**SUPPLIED MATERIAL:**
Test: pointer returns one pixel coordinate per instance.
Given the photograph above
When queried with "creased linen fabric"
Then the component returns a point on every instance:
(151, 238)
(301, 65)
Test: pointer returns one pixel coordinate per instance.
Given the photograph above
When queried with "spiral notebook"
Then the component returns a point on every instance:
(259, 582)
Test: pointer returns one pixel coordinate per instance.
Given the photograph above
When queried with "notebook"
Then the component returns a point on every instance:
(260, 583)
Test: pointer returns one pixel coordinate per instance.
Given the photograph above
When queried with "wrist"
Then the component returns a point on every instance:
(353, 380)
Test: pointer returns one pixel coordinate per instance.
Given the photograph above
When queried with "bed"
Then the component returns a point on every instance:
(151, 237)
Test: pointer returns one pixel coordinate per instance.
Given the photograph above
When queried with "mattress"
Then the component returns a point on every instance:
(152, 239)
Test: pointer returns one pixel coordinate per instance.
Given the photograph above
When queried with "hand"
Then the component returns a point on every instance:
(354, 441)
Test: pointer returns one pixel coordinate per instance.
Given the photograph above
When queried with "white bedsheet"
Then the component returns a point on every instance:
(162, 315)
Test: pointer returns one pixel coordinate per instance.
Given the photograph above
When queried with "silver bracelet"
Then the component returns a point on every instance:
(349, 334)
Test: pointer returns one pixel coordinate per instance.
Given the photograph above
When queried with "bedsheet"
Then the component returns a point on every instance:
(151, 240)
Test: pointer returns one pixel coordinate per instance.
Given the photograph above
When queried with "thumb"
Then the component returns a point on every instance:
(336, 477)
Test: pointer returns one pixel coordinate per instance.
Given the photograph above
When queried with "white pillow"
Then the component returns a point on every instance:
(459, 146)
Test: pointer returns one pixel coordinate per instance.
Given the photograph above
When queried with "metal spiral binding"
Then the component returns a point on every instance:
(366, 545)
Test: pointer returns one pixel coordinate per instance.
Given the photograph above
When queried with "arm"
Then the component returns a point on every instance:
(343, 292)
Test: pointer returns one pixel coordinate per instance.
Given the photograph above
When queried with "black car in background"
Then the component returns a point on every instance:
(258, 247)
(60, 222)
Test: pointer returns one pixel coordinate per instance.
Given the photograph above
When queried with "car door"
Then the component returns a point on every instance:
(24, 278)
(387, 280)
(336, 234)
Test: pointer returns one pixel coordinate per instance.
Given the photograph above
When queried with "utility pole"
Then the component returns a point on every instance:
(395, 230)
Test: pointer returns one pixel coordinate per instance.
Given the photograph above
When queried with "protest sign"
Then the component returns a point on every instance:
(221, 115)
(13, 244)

**WHAT TO DO:**
Copy out each line of the records above that contains the string "spiral". Letter case counts.

**RESPONSE TO THE TASK:**
When queried with "spiral notebook"
When queried with "metal spiral binding"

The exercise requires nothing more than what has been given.